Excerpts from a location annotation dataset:
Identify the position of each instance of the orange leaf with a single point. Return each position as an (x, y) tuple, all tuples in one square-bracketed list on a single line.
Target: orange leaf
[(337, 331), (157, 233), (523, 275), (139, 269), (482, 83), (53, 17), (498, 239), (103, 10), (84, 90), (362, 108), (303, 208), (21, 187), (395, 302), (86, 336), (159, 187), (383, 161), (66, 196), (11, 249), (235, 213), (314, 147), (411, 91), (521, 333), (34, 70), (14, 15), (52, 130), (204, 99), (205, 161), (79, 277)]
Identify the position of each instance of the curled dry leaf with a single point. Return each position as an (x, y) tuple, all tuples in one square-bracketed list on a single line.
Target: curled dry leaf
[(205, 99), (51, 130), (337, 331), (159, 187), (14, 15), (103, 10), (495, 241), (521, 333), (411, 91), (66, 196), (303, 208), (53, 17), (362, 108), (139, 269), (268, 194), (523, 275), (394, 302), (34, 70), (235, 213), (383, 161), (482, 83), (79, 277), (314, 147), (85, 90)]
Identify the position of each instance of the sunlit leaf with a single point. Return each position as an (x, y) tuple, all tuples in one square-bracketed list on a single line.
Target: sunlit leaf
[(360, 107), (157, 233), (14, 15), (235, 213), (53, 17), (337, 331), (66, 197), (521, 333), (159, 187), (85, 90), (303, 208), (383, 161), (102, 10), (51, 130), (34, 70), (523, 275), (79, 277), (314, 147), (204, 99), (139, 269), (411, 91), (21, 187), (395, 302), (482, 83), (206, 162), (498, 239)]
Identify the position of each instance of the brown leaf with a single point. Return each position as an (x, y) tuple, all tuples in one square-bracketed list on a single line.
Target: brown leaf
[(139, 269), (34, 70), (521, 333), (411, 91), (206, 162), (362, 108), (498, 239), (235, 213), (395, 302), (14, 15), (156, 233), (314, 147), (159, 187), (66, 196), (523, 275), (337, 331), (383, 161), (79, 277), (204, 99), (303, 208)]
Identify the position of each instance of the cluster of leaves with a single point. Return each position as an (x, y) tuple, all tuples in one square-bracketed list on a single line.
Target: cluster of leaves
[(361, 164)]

EXERCISE BRIEF:
Output every row above verbatim, keeping each line unchanged and in its original order.

THE ANSWER:
Identify the position of each instance of the orange leaf with a single point. Return each position as an (x, y) tuple, all tuples in one square-bracketed list on a single line.
Target: orange leaf
[(337, 331), (157, 233), (523, 275), (139, 269), (482, 83), (53, 17), (498, 239), (103, 10), (84, 90), (362, 108), (303, 208), (21, 187), (395, 302), (86, 336), (159, 187), (383, 161), (66, 196), (11, 249), (235, 213), (314, 147), (411, 91), (521, 333), (34, 70), (14, 15), (52, 130), (204, 99), (205, 161), (79, 277)]
Identify the position of each instance of the curled dry leaf with a single point. Return each position as an (x, y) tuple, all tuples in one square-bracketed list on a single line.
Target: curled dry leaf
[(205, 99), (51, 130), (337, 331), (159, 187), (14, 15), (103, 10), (495, 241), (521, 333), (411, 91), (66, 196), (303, 208), (53, 17), (362, 108), (139, 269), (268, 194), (523, 275), (394, 302), (34, 70), (235, 213), (383, 161), (482, 83), (79, 277), (314, 147), (85, 90)]
Identify the position of each instance of the sunlit leaf with a single point. Return each position as an (x, y) tuple, all tuples in one square-bracketed list on a single line.
Target: sunlit leaf
[(360, 107), (157, 233), (14, 15), (235, 213), (53, 17), (337, 331), (66, 197), (521, 333), (159, 187), (85, 90), (303, 208), (383, 161), (102, 10), (51, 130), (34, 70), (523, 275), (79, 277), (314, 147), (204, 99), (139, 269), (411, 91), (21, 187), (395, 302), (482, 83), (206, 162), (498, 239)]
Identify the position of each instance of the brown leaf with a single point. Return each position as an (x, y) tuple, all tuples in one square-bracketed list on a single line.
Target: brown leaf
[(139, 269), (34, 70), (521, 333), (411, 91), (206, 162), (362, 108), (498, 239), (235, 213), (395, 302), (14, 15), (156, 233), (314, 147), (159, 187), (66, 196), (523, 275), (337, 331), (383, 161), (79, 277), (204, 99), (303, 208)]
Identify the position of each instance of the cluster of leaves with a single point. Return each position as an (x, y) tuple, all tuples in one square-bracketed list on a single line.
Target: cluster of leaves
[(361, 164)]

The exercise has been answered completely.